• **PASSAGE TO READ**
╭──

Scientific theories of the world are essentially models - maps of reality rather than reality itself. For some time now, the most advanced modelling has been done by computers, and it is here that the subjective and objective worlds are coming together.
Many philosophers and scientists are using computers to help them understand the nature of consciousness; a few are probing the physical brain and finding that its various functions appear to work in a computational way. For some, this raises the intriguing possibility that, if brains are like computers, computers could become conscious - while linking them into global, unregulated networks like the World Wide Web might even lead to a higher form of consciousness.

╰──

(Saved data entries)

╭──

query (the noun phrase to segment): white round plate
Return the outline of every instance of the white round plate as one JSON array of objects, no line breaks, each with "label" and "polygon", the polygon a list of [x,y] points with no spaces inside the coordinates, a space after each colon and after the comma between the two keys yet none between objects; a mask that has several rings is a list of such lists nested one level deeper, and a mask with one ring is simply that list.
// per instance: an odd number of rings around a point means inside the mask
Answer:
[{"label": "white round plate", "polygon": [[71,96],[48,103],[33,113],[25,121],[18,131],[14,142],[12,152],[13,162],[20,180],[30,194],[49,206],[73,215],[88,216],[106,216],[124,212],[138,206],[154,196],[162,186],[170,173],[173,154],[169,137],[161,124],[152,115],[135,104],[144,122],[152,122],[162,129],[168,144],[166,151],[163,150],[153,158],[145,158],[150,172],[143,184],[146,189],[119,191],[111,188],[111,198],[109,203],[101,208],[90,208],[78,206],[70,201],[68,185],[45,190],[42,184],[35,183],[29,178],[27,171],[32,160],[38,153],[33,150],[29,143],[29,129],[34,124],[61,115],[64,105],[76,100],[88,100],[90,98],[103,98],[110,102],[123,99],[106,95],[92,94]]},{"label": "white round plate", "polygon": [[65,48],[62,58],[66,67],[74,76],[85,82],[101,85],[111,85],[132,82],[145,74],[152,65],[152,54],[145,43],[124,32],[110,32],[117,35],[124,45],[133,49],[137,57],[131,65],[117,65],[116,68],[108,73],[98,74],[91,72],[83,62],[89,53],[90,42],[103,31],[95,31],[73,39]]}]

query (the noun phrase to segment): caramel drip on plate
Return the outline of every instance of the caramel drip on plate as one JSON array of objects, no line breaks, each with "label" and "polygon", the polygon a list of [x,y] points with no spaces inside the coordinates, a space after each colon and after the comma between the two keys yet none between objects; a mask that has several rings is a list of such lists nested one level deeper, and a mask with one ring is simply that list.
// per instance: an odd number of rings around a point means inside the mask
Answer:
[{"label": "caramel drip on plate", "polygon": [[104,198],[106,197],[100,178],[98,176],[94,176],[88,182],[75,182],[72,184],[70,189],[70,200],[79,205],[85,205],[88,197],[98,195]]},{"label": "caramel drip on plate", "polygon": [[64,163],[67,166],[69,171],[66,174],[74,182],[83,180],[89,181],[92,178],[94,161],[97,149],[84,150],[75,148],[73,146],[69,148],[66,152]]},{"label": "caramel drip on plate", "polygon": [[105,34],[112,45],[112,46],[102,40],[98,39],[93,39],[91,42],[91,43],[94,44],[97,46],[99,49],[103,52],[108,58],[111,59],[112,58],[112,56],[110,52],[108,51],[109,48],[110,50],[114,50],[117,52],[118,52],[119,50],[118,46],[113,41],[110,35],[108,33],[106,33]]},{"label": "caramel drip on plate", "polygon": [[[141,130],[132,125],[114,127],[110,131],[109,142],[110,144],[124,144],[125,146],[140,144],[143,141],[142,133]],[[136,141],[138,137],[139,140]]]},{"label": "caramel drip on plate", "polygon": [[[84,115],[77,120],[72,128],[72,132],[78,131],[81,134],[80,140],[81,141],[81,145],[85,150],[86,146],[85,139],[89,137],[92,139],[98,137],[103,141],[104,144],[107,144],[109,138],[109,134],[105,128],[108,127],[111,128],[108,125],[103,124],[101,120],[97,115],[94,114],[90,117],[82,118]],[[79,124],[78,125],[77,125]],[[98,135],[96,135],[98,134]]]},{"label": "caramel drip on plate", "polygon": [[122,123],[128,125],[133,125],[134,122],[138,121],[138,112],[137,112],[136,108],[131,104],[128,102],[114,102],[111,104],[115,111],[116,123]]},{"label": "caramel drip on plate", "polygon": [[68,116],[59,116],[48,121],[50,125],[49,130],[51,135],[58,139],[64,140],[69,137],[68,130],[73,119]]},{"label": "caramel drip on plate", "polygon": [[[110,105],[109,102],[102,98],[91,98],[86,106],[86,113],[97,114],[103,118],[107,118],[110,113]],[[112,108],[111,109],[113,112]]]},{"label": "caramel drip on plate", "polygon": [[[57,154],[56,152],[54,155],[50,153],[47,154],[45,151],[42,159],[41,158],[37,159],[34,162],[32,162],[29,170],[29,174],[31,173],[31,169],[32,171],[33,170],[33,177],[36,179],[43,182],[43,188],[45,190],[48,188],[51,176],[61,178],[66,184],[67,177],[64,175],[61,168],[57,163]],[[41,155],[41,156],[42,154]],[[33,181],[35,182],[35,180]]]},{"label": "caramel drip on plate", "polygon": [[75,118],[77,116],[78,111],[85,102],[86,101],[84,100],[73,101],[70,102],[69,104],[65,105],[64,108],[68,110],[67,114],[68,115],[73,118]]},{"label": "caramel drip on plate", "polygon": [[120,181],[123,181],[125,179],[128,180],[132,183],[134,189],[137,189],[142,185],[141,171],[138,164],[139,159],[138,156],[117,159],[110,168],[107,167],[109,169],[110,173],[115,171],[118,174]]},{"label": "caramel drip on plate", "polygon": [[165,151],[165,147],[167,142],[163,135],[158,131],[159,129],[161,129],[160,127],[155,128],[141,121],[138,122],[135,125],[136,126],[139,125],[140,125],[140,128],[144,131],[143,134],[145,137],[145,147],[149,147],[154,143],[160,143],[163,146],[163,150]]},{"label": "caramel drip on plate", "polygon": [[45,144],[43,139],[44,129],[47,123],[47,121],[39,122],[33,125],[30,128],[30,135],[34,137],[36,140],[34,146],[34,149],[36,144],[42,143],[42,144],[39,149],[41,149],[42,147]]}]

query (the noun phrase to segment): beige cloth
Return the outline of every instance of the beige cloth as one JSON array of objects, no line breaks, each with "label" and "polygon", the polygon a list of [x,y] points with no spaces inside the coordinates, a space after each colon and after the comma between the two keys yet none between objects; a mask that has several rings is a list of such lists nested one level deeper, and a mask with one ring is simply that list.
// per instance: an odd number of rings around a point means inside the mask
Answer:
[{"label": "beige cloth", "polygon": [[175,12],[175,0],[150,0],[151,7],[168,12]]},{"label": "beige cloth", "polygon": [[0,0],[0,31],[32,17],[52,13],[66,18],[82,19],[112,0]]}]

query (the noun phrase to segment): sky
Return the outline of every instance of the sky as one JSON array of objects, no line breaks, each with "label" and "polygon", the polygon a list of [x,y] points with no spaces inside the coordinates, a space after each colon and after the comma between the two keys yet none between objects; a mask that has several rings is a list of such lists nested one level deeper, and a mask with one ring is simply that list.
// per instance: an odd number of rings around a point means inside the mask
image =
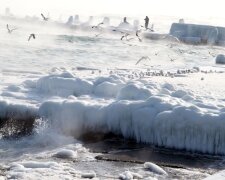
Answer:
[{"label": "sky", "polygon": [[225,17],[224,0],[0,0],[18,15],[168,15],[185,17]]}]

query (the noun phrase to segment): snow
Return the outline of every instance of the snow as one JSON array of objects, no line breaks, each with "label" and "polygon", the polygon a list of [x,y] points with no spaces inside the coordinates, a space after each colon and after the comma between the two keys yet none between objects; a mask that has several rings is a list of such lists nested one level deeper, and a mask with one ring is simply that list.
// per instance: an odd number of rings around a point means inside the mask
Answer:
[{"label": "snow", "polygon": [[216,56],[216,64],[225,64],[225,56],[223,54]]},{"label": "snow", "polygon": [[205,178],[204,180],[223,180],[225,178],[225,171],[219,171],[216,174],[213,174],[211,176],[208,176],[207,178]]},{"label": "snow", "polygon": [[161,167],[157,166],[154,163],[146,162],[144,164],[144,167],[154,173],[161,174],[161,175],[168,175],[166,171],[164,171]]},{"label": "snow", "polygon": [[[19,123],[35,118],[44,124],[19,141],[0,139],[2,163],[15,161],[7,176],[97,178],[97,172],[78,172],[77,167],[68,166],[74,159],[94,160],[85,148],[66,146],[77,145],[74,138],[88,132],[112,132],[160,147],[224,155],[225,69],[215,63],[214,56],[225,50],[179,41],[219,43],[216,36],[223,34],[223,28],[193,25],[193,31],[185,34],[189,24],[181,23],[181,29],[168,34],[174,19],[157,18],[156,32],[140,33],[142,42],[126,42],[120,40],[121,33],[110,32],[119,21],[111,17],[104,18],[102,30],[90,31],[89,26],[98,20],[90,18],[84,24],[71,16],[68,25],[72,28],[15,20],[10,23],[23,31],[0,37],[0,119]],[[135,37],[138,23],[122,23],[120,28]],[[0,18],[2,29],[5,24]],[[84,28],[75,30],[81,27],[78,24]],[[200,37],[195,28],[212,31]],[[31,31],[38,32],[38,38],[27,43]],[[96,38],[96,32],[104,34]],[[143,56],[151,61],[135,65]],[[153,174],[163,172],[155,164],[147,166]],[[121,178],[139,175],[143,174],[129,170]]]},{"label": "snow", "polygon": [[119,178],[121,180],[132,180],[132,179],[142,179],[142,175],[138,173],[134,173],[131,171],[125,171],[124,173],[119,175]]},{"label": "snow", "polygon": [[69,149],[62,149],[54,154],[54,156],[62,159],[74,159],[77,157],[77,152]]},{"label": "snow", "polygon": [[92,179],[96,177],[96,173],[93,172],[89,172],[89,173],[82,173],[81,174],[81,178],[88,178],[88,179]]},{"label": "snow", "polygon": [[173,23],[170,34],[191,44],[215,45],[219,44],[219,41],[224,41],[224,28],[208,25]]}]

╰──

• **TASKS TO COMPLETE**
(1) Duplicate the passage on computers and consciousness, starting with "Scientific theories of" and going on through "form of consciousness.".
(2) Pick up the passage on computers and consciousness after its last sentence and carry it forward.

• **ANSWERS BELOW**
(1)
Scientific theories of the world are essentially models - maps of reality rather than reality itself. For some time now, the most advanced modelling has been done by computers, and it is here that the subjective and objective worlds are coming together.
Many philosophers and scientists are using computers to help them understand the nature of consciousness; a few are probing the physical brain and finding that its various functions appear to work in a computational way. For some, this raises the intriguing possibility that, if brains are like computers, computers could become conscious - while linking them into global, unregulated networks like the World Wide Web might even lead to a higher form of consciousness.

(2)
Opinion is divided. There are those who insist that, however much we know about the brain's workings, we will never explain subjective experience. Some claim that consciousness is inseparable from a biological brain, and that the human brain can solve problems inherently insoluble by computer. The "nothing butters" (ie, "My mind is nothing but a bag of nerves"), believe all aspects of consciousness are explicable in terms of neuroscience. And then there is the school of thought epitomised by the American philosopher Daniel Dennett. He describes consciousness as the software run by the brain computer; there is no reason, he argues, why machines cannot be conscious, because we ourselves are machines.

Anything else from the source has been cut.